===== Text segment

The victim’s father alleged in a complaint to Police that the accused had raped his daughter.

Police had taken cognizance of the case and victim’s medical examination also confirmed the rape of the victim.

In January, another minor girl (name withheld) had gone to the house of a neighbour, Irshad Ahmad Shah where her sister was playing with one of his daughters.

The accused Shah allegedly sexually assaulted the minor girl in a room and threatened to kill her if she revealed anything to her parents.

However, the victim, later on, revealed the incident before her parents.

Subsequently, the accused was arrested by police and charged under relevant sections of law.

Sexual abuse bore by children like Sameen and other victims rarely trigger any outrage.

According to National Crime Record Bureau (NCRB) data, 222 cases of crime against children were registered in Jammu and Kashmir in 2016.

==========
===== Data for analysis

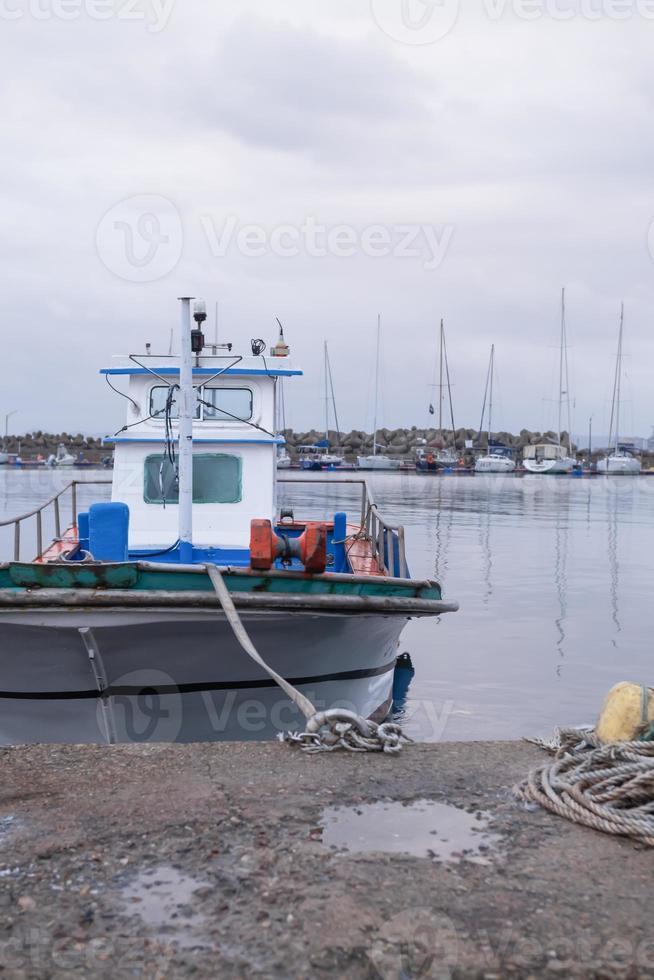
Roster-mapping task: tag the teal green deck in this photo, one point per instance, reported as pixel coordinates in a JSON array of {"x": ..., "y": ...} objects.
[{"x": 135, "y": 578}]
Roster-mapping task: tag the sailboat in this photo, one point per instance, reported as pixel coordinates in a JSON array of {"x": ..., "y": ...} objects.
[
  {"x": 555, "y": 457},
  {"x": 495, "y": 461},
  {"x": 318, "y": 455},
  {"x": 378, "y": 461},
  {"x": 620, "y": 460},
  {"x": 161, "y": 614},
  {"x": 428, "y": 461}
]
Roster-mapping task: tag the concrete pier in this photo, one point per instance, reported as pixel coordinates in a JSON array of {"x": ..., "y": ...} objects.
[{"x": 210, "y": 861}]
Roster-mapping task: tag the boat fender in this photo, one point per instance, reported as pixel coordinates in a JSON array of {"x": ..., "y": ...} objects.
[
  {"x": 266, "y": 547},
  {"x": 627, "y": 714}
]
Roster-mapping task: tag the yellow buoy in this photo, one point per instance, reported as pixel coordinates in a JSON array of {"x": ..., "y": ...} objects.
[{"x": 626, "y": 714}]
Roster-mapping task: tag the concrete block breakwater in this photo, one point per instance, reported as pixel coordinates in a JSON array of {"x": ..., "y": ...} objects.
[{"x": 405, "y": 442}]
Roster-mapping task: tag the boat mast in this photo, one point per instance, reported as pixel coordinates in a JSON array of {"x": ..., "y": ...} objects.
[
  {"x": 440, "y": 385},
  {"x": 333, "y": 396},
  {"x": 449, "y": 386},
  {"x": 619, "y": 383},
  {"x": 485, "y": 402},
  {"x": 186, "y": 412},
  {"x": 490, "y": 403},
  {"x": 326, "y": 355},
  {"x": 561, "y": 360},
  {"x": 374, "y": 438}
]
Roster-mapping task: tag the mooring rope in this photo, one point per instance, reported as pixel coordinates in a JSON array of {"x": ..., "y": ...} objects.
[
  {"x": 606, "y": 787},
  {"x": 326, "y": 731}
]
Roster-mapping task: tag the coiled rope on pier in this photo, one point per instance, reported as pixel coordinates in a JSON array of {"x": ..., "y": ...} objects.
[
  {"x": 326, "y": 731},
  {"x": 606, "y": 787}
]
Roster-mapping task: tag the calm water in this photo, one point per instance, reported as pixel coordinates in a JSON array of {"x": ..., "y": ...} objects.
[{"x": 554, "y": 577}]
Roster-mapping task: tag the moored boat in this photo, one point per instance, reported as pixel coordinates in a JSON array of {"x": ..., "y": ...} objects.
[
  {"x": 555, "y": 458},
  {"x": 497, "y": 458},
  {"x": 620, "y": 461},
  {"x": 434, "y": 459},
  {"x": 117, "y": 632},
  {"x": 377, "y": 460}
]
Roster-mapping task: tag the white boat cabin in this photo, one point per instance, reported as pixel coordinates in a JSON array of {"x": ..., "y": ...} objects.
[{"x": 235, "y": 447}]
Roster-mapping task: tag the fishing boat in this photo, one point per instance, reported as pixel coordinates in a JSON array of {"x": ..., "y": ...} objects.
[
  {"x": 621, "y": 461},
  {"x": 122, "y": 629},
  {"x": 61, "y": 458},
  {"x": 432, "y": 460},
  {"x": 377, "y": 461},
  {"x": 497, "y": 459},
  {"x": 555, "y": 458}
]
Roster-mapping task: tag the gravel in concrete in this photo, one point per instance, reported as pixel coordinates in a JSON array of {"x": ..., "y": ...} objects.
[{"x": 208, "y": 861}]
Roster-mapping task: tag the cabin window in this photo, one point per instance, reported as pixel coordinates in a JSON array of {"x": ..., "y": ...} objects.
[
  {"x": 216, "y": 404},
  {"x": 158, "y": 397},
  {"x": 227, "y": 404},
  {"x": 217, "y": 479}
]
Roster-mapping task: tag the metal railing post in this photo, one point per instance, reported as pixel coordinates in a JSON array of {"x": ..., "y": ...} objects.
[{"x": 404, "y": 572}]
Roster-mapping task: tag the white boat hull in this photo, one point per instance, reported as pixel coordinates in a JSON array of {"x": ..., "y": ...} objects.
[
  {"x": 619, "y": 466},
  {"x": 378, "y": 463},
  {"x": 564, "y": 465},
  {"x": 179, "y": 675},
  {"x": 494, "y": 464}
]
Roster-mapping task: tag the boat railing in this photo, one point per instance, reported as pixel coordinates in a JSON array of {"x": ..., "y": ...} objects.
[
  {"x": 56, "y": 503},
  {"x": 387, "y": 540}
]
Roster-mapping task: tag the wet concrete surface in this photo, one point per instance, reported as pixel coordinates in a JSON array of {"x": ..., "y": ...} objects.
[{"x": 215, "y": 861}]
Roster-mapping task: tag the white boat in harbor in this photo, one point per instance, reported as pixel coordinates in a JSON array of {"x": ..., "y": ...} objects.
[
  {"x": 555, "y": 458},
  {"x": 61, "y": 458},
  {"x": 377, "y": 461},
  {"x": 319, "y": 455},
  {"x": 434, "y": 459},
  {"x": 494, "y": 461},
  {"x": 120, "y": 630},
  {"x": 620, "y": 462}
]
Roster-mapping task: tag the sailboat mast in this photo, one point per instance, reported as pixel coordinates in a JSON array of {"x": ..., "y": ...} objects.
[
  {"x": 485, "y": 402},
  {"x": 449, "y": 387},
  {"x": 561, "y": 361},
  {"x": 374, "y": 438},
  {"x": 326, "y": 355},
  {"x": 619, "y": 383},
  {"x": 440, "y": 383},
  {"x": 333, "y": 397},
  {"x": 490, "y": 403},
  {"x": 185, "y": 424}
]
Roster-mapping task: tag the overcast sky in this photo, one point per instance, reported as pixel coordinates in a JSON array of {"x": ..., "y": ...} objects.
[{"x": 325, "y": 161}]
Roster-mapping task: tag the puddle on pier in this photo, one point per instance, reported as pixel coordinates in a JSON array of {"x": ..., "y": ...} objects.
[
  {"x": 164, "y": 899},
  {"x": 421, "y": 829}
]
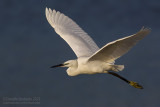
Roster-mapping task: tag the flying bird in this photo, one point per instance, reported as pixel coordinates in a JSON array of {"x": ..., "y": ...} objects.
[{"x": 90, "y": 58}]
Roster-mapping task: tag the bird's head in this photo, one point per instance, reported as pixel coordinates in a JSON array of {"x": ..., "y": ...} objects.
[{"x": 69, "y": 63}]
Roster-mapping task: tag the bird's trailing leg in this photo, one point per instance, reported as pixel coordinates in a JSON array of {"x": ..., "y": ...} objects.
[{"x": 134, "y": 84}]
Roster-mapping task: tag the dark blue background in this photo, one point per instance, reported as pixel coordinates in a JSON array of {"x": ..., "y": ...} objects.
[{"x": 29, "y": 46}]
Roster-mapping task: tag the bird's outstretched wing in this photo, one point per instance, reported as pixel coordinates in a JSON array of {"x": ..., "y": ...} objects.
[
  {"x": 113, "y": 50},
  {"x": 78, "y": 40}
]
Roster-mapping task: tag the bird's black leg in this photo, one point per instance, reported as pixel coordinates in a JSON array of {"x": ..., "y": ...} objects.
[{"x": 134, "y": 84}]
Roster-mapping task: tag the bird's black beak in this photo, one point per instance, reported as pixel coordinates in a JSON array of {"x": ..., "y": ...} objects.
[{"x": 59, "y": 65}]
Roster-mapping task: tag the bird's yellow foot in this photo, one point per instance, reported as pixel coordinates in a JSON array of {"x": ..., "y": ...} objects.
[{"x": 135, "y": 84}]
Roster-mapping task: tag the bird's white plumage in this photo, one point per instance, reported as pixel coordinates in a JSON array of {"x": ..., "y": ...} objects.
[
  {"x": 91, "y": 59},
  {"x": 113, "y": 50},
  {"x": 78, "y": 40}
]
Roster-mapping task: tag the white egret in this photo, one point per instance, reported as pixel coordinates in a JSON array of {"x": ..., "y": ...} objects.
[{"x": 90, "y": 58}]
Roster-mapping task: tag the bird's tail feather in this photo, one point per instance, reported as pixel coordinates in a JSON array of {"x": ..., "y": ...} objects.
[{"x": 117, "y": 68}]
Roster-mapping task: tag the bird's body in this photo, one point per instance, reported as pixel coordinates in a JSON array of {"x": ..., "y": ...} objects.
[
  {"x": 90, "y": 58},
  {"x": 83, "y": 66}
]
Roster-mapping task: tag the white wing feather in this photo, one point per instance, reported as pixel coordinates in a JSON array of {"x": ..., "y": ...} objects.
[
  {"x": 77, "y": 39},
  {"x": 113, "y": 50}
]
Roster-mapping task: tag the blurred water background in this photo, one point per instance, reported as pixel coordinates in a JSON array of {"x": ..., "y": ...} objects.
[{"x": 29, "y": 46}]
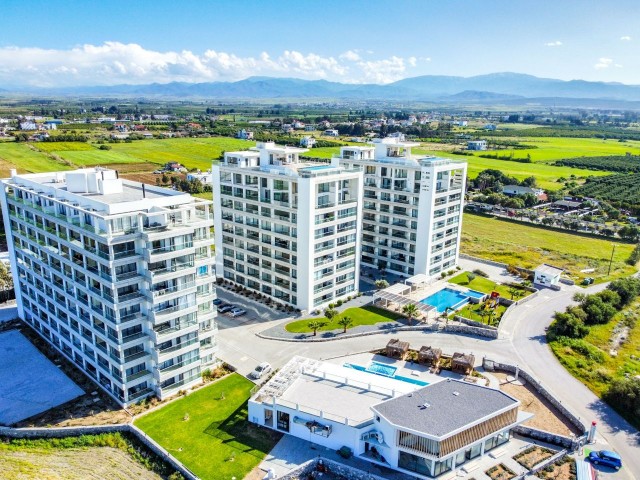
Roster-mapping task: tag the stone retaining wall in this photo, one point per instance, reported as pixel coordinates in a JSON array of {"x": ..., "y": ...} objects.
[
  {"x": 336, "y": 468},
  {"x": 95, "y": 430},
  {"x": 491, "y": 364}
]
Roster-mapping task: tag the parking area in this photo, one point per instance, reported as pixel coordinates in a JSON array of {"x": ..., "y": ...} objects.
[{"x": 29, "y": 382}]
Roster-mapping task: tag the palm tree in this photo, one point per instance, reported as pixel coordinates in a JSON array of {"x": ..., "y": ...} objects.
[
  {"x": 345, "y": 322},
  {"x": 330, "y": 313},
  {"x": 411, "y": 311},
  {"x": 315, "y": 325}
]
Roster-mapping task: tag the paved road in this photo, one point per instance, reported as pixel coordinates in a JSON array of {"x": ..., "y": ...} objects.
[{"x": 523, "y": 342}]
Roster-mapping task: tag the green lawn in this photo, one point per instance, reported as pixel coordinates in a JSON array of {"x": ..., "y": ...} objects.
[
  {"x": 360, "y": 315},
  {"x": 208, "y": 430},
  {"x": 528, "y": 246},
  {"x": 26, "y": 159},
  {"x": 482, "y": 284}
]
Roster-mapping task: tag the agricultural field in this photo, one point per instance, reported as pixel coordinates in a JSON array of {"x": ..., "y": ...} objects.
[
  {"x": 612, "y": 163},
  {"x": 621, "y": 188},
  {"x": 528, "y": 246}
]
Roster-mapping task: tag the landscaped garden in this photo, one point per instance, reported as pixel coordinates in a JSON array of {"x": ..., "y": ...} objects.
[
  {"x": 208, "y": 430},
  {"x": 368, "y": 315},
  {"x": 485, "y": 285},
  {"x": 532, "y": 456}
]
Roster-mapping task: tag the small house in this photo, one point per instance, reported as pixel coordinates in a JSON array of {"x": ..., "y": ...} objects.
[
  {"x": 547, "y": 275},
  {"x": 462, "y": 363}
]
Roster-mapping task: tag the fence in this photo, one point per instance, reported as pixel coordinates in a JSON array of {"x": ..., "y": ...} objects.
[{"x": 95, "y": 430}]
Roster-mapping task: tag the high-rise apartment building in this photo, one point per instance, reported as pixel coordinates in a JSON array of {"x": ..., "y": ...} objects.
[
  {"x": 287, "y": 228},
  {"x": 116, "y": 275},
  {"x": 412, "y": 216}
]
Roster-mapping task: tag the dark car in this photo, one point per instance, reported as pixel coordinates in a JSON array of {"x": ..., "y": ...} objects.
[
  {"x": 225, "y": 307},
  {"x": 606, "y": 458}
]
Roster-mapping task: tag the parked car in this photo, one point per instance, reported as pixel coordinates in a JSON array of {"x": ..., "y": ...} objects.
[
  {"x": 225, "y": 307},
  {"x": 606, "y": 458},
  {"x": 260, "y": 370}
]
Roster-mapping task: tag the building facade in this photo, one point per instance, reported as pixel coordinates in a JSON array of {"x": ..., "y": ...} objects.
[
  {"x": 286, "y": 228},
  {"x": 116, "y": 275},
  {"x": 422, "y": 430},
  {"x": 412, "y": 209}
]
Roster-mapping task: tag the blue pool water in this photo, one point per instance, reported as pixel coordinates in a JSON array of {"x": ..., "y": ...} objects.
[
  {"x": 474, "y": 294},
  {"x": 381, "y": 369},
  {"x": 446, "y": 298},
  {"x": 387, "y": 369}
]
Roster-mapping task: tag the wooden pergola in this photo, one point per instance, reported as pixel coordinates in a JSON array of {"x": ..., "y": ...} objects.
[
  {"x": 397, "y": 349},
  {"x": 462, "y": 363},
  {"x": 429, "y": 356}
]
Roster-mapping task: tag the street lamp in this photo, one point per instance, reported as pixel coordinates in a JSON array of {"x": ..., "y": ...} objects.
[{"x": 611, "y": 260}]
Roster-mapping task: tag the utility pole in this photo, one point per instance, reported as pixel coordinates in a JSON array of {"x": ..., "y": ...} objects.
[{"x": 611, "y": 261}]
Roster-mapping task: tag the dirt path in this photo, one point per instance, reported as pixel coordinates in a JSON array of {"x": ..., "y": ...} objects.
[{"x": 72, "y": 464}]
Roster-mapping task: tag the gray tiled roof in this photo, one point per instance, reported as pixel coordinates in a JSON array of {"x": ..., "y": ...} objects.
[{"x": 446, "y": 412}]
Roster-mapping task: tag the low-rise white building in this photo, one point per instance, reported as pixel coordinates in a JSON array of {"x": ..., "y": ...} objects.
[
  {"x": 547, "y": 275},
  {"x": 477, "y": 145},
  {"x": 423, "y": 429}
]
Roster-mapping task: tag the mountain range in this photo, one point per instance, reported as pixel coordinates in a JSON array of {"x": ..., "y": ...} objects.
[{"x": 496, "y": 87}]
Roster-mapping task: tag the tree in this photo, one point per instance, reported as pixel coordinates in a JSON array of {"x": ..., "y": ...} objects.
[
  {"x": 345, "y": 322},
  {"x": 315, "y": 325},
  {"x": 330, "y": 313},
  {"x": 411, "y": 311}
]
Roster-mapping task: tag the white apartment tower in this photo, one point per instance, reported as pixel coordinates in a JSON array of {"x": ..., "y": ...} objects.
[
  {"x": 286, "y": 228},
  {"x": 116, "y": 275},
  {"x": 412, "y": 216}
]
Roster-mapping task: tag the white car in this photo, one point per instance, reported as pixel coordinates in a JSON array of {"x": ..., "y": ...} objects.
[{"x": 260, "y": 370}]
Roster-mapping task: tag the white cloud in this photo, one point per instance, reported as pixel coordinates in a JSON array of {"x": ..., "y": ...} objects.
[
  {"x": 350, "y": 55},
  {"x": 604, "y": 63},
  {"x": 114, "y": 63}
]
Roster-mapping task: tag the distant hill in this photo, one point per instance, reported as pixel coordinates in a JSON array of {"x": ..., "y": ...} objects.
[{"x": 495, "y": 87}]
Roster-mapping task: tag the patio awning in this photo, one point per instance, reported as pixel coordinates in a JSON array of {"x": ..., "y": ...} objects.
[
  {"x": 397, "y": 289},
  {"x": 402, "y": 301},
  {"x": 417, "y": 280}
]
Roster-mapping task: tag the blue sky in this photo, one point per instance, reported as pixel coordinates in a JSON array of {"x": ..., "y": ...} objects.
[{"x": 54, "y": 43}]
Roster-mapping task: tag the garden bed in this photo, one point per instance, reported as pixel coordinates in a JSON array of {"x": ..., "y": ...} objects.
[
  {"x": 532, "y": 456},
  {"x": 500, "y": 472},
  {"x": 564, "y": 469}
]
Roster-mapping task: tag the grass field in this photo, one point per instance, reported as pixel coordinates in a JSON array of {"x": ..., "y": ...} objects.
[
  {"x": 528, "y": 246},
  {"x": 359, "y": 315},
  {"x": 208, "y": 430},
  {"x": 484, "y": 285},
  {"x": 590, "y": 360}
]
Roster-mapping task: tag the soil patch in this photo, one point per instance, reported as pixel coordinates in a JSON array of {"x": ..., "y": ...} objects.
[
  {"x": 73, "y": 464},
  {"x": 546, "y": 416}
]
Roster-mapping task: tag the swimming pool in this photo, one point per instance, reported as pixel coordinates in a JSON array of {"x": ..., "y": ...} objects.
[
  {"x": 368, "y": 369},
  {"x": 446, "y": 298},
  {"x": 381, "y": 369}
]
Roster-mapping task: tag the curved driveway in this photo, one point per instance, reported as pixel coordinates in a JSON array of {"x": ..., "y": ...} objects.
[{"x": 522, "y": 342}]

==========

**Required action 1:**
Answer these questions from the report on crimes against children:
(a) Who was the neighbour whose house the minor girl visited in January?
(b) What did the accused threaten to do if the girl told her parents?
(c) According to NCRB data, how many cases of crime against children were registered in Jammu and Kashmir in 2016?
**Required action 2:** According to the report on crimes against children, why had the minor girl gone to Irshad Ahmad Shah's house in January?
**Required action 3:** Proceed with the report on crimes against children, picking up after its last sentence.
The rows have no connection to the report on crimes against children.

**Written reply 1:**
(a) Irshad Ahmad Shah
(b) He threatened to kill her.
(c) 222

**Written reply 2:** Her sister was playing there with one of his daughters.

**Written reply 3:**
As per NCRB, the number of cases of crime against children had increased to 308 in 2015 from 211 such cases in 2014.

Of the 222 cases registered in 2016, five were of murder, two cases were of attempt to commit murder, 167 cases of kidnapping and abduction and five cases of unnatural offence.

A total of 21 cases of child rape, two cases of sexual assault of children and sexual harassment were registered in the State in 2016.

Mudasir Hassan, a clinical psychologist at Government Medical College (GMC), Srinagar said not only females but males as well faced child sexual abuse in Kashmir.

He said most victims did not speak about the abuse whether there an involvement of a relative or an outsider.

“We use proper psychological techniques – child emotionality understanding, Cognitive behavioural therapy (CBT), catharsis and play therapy – to understand the stress among the victims,” he said.

Hassan said when the victim is able to speak about the abuse, the treatment begins to help the victim overcome the psychological trauma.

The clinical psychologist, who attends Out-Patient Department (OPD) twice a week at a Srinagar hospital said he alone receives a case of child sexual abuse almost every week.

He says once he came across a case in which a father had raped his minor daughter.

“Such victims should open up against the abuse. It will help other victims speak about the menace,” he said.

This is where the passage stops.